### What you are asked to do
Word for word, write out all the entries below, omitting every picture.

Stored data
/---
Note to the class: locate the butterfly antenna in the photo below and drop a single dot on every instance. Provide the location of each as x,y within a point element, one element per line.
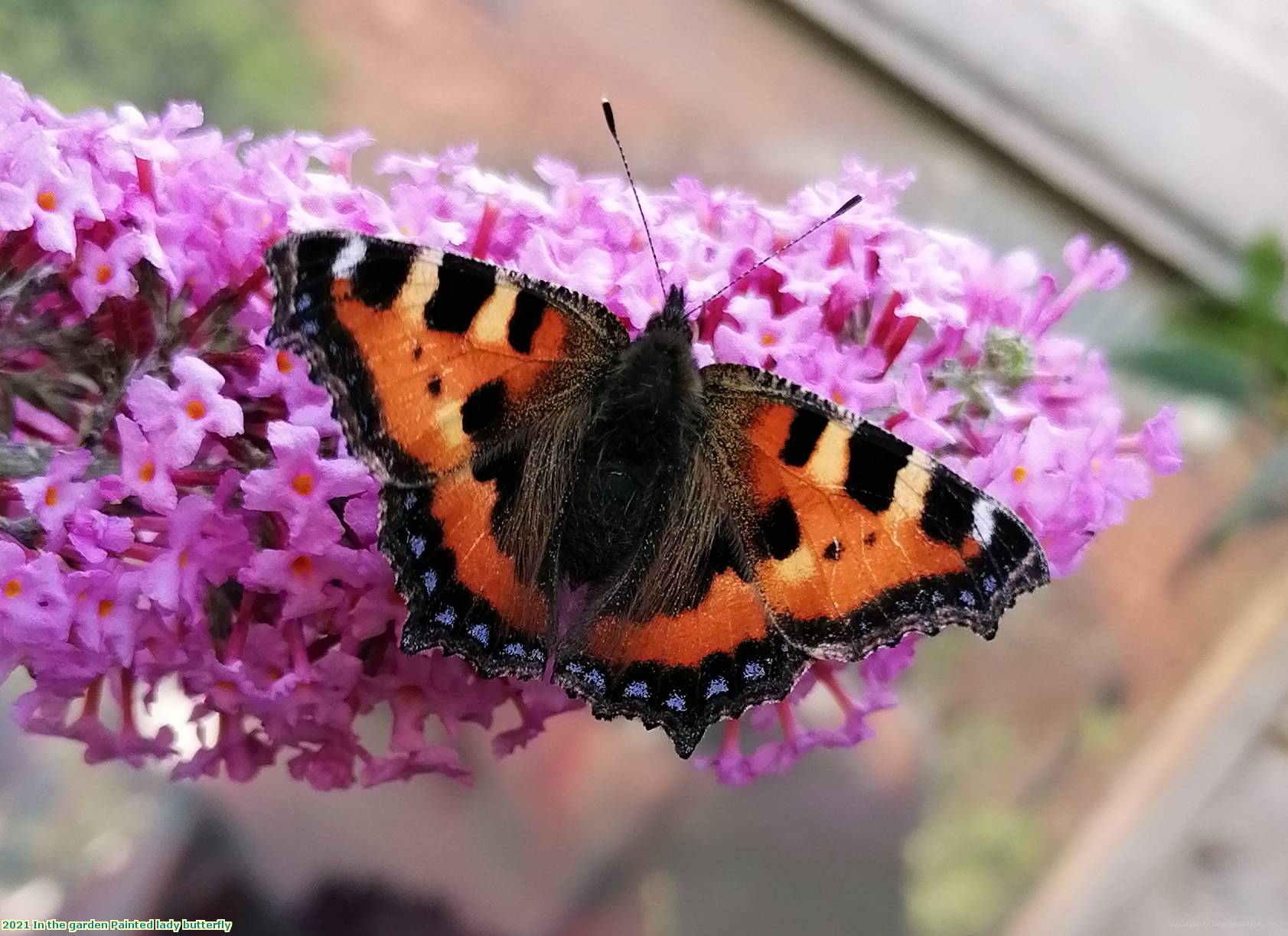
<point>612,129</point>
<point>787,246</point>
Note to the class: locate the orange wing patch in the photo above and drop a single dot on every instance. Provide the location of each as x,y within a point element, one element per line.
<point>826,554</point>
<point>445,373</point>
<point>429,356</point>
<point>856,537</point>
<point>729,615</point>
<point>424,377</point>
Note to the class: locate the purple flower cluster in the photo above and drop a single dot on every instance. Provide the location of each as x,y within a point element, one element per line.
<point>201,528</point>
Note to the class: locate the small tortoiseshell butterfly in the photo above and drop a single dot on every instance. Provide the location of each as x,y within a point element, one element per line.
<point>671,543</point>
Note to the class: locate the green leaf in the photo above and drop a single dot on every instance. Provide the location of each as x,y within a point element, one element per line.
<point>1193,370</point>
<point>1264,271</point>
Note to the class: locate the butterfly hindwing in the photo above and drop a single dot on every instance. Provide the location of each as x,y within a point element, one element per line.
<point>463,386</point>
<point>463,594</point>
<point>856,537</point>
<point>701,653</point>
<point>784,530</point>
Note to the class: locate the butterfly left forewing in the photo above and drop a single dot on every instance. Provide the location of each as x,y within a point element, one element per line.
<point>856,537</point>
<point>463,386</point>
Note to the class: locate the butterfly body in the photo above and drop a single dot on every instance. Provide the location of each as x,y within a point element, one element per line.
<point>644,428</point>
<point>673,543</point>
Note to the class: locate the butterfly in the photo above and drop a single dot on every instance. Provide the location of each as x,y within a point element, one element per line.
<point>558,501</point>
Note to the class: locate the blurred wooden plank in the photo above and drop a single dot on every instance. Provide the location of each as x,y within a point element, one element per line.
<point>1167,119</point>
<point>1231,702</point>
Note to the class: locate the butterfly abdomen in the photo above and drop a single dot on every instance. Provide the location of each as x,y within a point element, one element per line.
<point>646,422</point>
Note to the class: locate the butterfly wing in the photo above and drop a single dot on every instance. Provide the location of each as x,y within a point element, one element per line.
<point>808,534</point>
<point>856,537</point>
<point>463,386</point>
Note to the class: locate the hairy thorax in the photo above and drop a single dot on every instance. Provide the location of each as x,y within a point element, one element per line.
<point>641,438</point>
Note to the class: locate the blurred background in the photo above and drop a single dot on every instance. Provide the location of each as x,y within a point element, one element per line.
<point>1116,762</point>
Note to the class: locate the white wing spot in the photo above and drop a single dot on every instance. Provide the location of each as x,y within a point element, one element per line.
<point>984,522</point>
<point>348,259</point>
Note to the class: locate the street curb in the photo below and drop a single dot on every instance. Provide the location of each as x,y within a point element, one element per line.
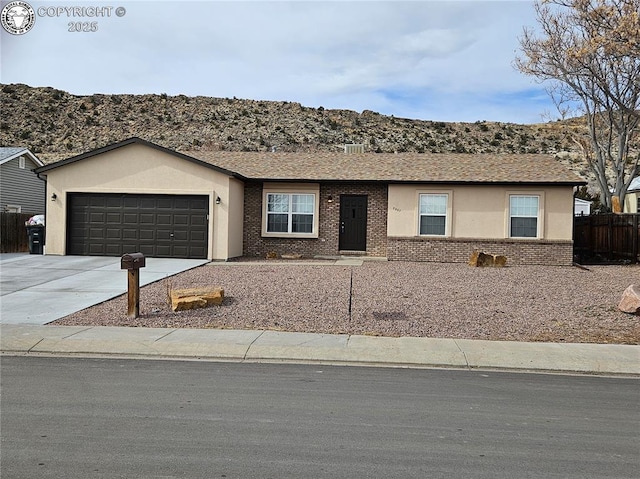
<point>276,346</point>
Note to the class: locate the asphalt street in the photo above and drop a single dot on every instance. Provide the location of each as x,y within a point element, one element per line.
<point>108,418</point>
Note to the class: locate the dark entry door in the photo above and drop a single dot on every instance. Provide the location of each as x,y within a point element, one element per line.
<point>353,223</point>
\---
### The answer
Note to the class: locate the butterfly antenna in the photo below and drop a single dot on every instance. Provide the location of each as x,y within a point element, one element per line.
<point>612,129</point>
<point>787,246</point>
Note to the class: locate the orange wing patch in the photo above and drop a single dot on every instance. Provide the location of each as x,y within a point element, one element per line.
<point>826,554</point>
<point>445,373</point>
<point>429,356</point>
<point>856,537</point>
<point>729,615</point>
<point>424,377</point>
Note to the class: locate the purple flower cluster in the photo above and drop a single dot on every instance. Provide the location of each as x,y within a point element, one element per line.
<point>201,528</point>
Note to the class: locate the small tortoiseshell butterfly in the photo above and drop a single dot on every instance. Provide the location of each as x,y within a point element, one element per line.
<point>671,543</point>
Note to the class: locate the green leaf in the photo above and drop a single dot on every instance. Provide the location of each as x,y within a point element, one element per line.
<point>1193,370</point>
<point>1264,271</point>
Note to the class: locate the butterfly hindwing in the photo above and drop a single dot on every instance. Provide the location of each as x,y within a point element, one element per line.
<point>463,386</point>
<point>463,594</point>
<point>856,537</point>
<point>701,653</point>
<point>784,530</point>
Note to the class: locate the butterfly left forewing in the photo above and drop a single dot on every instance. Provide the location of each as x,y within a point element, one element per line.
<point>856,537</point>
<point>463,386</point>
Note to the class: locate the butterfly body in the photo above and drop a single dot on every instance. Provide the location of each as x,y within a point element, one element per line.
<point>644,428</point>
<point>673,543</point>
Note to the class: locate the butterfly in the photo above and drop a single dot on every instance. Provide the location of each as x,y within a point element, one element per line.
<point>558,501</point>
Note to the class: locate the blurred wooden plank in the photo above and drop a single dot on every instance. Provide the location of each as x,y within a point element, one element per line.
<point>1167,119</point>
<point>1231,702</point>
Note to the class: locate the butterfly abdomen in the photo above and drop a single dot on every instance. Provide the location of each as x,y within a point element, one element per line.
<point>646,422</point>
Note to the class: locate the butterfly wing in the photo above and drop a single dot on every instance. Provide the location of each as x,y within a point element, one element per line.
<point>808,534</point>
<point>856,537</point>
<point>463,386</point>
Note to the class: locate the hairy thorax in the photo above and drop a single dot on every instance. Provide the location of each as x,y within a point element, one element per line.
<point>641,438</point>
Note to the class: locate the blurred background in the photo above and drop a single dot on every instance. Provide the location of each as x,y within a point element, one element per line.
<point>1116,762</point>
Note to the class: locate the white wing spot in the photo above and drop a single dot on every instance. Provide the location of each as x,y within a point element, one element per line.
<point>984,522</point>
<point>348,259</point>
Note to the class: locate the street curb in the photo below and drop a single dot on every instance. Provide the location of each as x,y within a point element, one element per line.
<point>276,346</point>
Note to the class: locate the asphalt street in the photo above and drop a single dot on every instance. Provide the location of each as x,y within a point element, one element per line.
<point>108,418</point>
Note to the class: locate the dark entry door in the photo above and drop a single dot on every instance. Provide the location of each as x,y within a point element, one element per line.
<point>353,223</point>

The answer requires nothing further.